:: ENTRIES SHOWN ::

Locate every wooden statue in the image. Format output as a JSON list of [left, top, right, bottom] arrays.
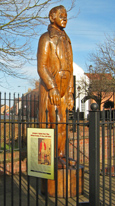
[[37, 5, 74, 156]]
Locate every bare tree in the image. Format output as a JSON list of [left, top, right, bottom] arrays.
[[90, 35, 115, 78], [82, 36, 115, 108], [0, 0, 74, 78]]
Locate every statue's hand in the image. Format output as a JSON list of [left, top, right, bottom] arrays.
[[49, 88, 61, 106], [68, 93, 74, 110]]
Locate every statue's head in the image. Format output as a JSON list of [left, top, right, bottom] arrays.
[[49, 5, 67, 29]]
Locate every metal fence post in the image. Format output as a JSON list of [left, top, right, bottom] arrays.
[[89, 103, 100, 206]]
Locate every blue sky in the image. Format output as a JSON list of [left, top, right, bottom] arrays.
[[0, 0, 115, 95]]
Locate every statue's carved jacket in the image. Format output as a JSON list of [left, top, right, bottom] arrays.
[[37, 25, 73, 124]]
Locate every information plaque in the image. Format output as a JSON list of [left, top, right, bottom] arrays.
[[27, 128, 54, 180]]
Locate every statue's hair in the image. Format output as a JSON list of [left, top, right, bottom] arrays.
[[49, 5, 66, 23]]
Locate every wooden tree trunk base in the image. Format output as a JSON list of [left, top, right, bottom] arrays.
[[41, 166, 84, 198]]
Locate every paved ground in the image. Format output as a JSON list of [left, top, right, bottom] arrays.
[[0, 170, 115, 206]]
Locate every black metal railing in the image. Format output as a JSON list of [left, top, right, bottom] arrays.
[[0, 93, 115, 206]]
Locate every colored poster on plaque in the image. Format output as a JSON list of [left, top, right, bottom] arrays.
[[27, 128, 54, 180]]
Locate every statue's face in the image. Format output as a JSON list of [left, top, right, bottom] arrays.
[[54, 9, 67, 29]]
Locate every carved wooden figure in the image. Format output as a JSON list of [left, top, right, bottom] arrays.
[[37, 5, 74, 156]]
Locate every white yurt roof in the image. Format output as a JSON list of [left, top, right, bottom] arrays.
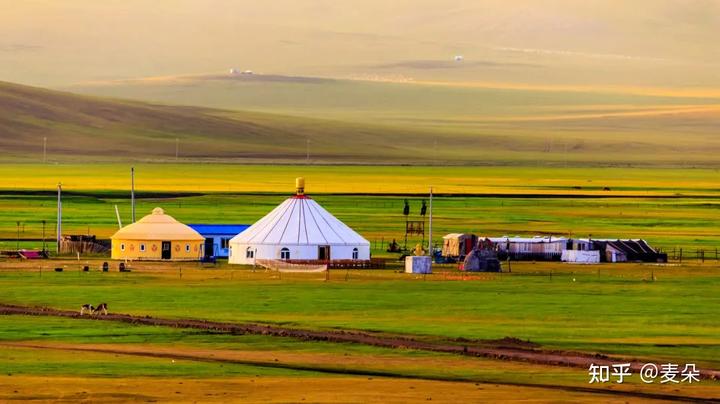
[[230, 180, 370, 246], [111, 208, 205, 241]]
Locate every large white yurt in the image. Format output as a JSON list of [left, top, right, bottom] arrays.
[[229, 178, 370, 265]]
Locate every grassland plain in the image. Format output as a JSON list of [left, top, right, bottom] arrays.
[[0, 164, 720, 251], [0, 261, 720, 401], [0, 79, 720, 168], [0, 263, 720, 367]]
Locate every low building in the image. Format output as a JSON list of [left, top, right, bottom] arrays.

:::

▶ **WORK REQUIRED**: Lay out all of the data above as a JSON list of strings, with one string for each line and blank lines omitted. Leave the pictures out of your answer.

▶ **OUTPUT OF THE TASK**:
[
  "Locate every wooden statue in the image. Format output as a JSON list of [left, top, right, bottom] arrays.",
  "[[37, 5, 74, 156]]",
  "Locate every bare tree in the image. Format output as a JSON list of [left, top, right, bottom] arrays.",
  "[[90, 35, 115, 78], [82, 36, 115, 108], [0, 0, 74, 78]]",
  "Locate every statue's hand in the image. Format output as a JSON list of [left, top, right, bottom] arrays.",
  "[[49, 88, 61, 106], [68, 93, 74, 110]]",
  "Locate every statue's head in the image. Format output as a JSON list of [left, top, right, bottom] arrays.",
  "[[49, 5, 67, 29]]",
  "Locate every metal fence post in the image. Format output as a JSON list of [left, top, right, bottom] arrays.",
  "[[89, 103, 100, 206]]",
  "Locate every blue sky in the image. Format output as a JSON list of [left, top, right, bottom] arrays.",
  "[[0, 0, 115, 95]]",
  "Locate every statue's carved jacket in the image. Format output as a JSON list of [left, top, right, bottom] arrays.",
  "[[37, 25, 73, 124]]",
  "Locate every information plaque in the image. Format output as a JSON list of [left, top, right, bottom] arrays.",
  "[[27, 128, 54, 180]]",
  "Locate every statue's hair in the image. Format output as a JSON list of [left, top, right, bottom] arrays.",
  "[[49, 5, 66, 23]]",
  "Locate every wooden tree trunk base in the image. Format output as a JSON list of [left, top, right, bottom] arrays.",
  "[[41, 166, 84, 198]]",
  "Locate every paved ground in the image. Format output as a JSON list of [left, top, right, bottom] arrays.",
  "[[0, 170, 115, 206]]",
  "Locate every black metal railing in the image. Format output as a JSON list of [left, top, right, bottom] arrays.",
  "[[0, 93, 115, 206]]",
  "Locate every colored poster on plaque in the image. Format output as a JSON list of [left, top, right, bottom] arrays.",
  "[[27, 128, 54, 180]]",
  "Locate every statue's face in the image. Format output as a JSON list of [left, top, right, bottom] arrays.",
  "[[54, 9, 67, 29]]",
  "Locate every carved wooden figure in the image. Format output as a JSON list of [left, top, right, bottom] arrays.",
  "[[37, 5, 74, 156]]",
  "Locate every white yurt roof in the image. Format output as a JSON list of [left, top, right, bottom] arrays.",
  "[[230, 180, 370, 246], [111, 208, 205, 241]]",
  "Locate every large white yurt in the image. Format output as a JSON list of [left, top, right, bottom] arrays.",
  "[[229, 178, 370, 265]]",
  "Locate every grassland plain in the image. Format output as a JSON list of [left, top, right, bottom] arrays.",
  "[[0, 164, 720, 251], [0, 261, 720, 401], [0, 79, 720, 168], [0, 263, 720, 367]]",
  "Locate every low building in the image. Format output as a JSON list of [left, top, right, bottom] arrays."
]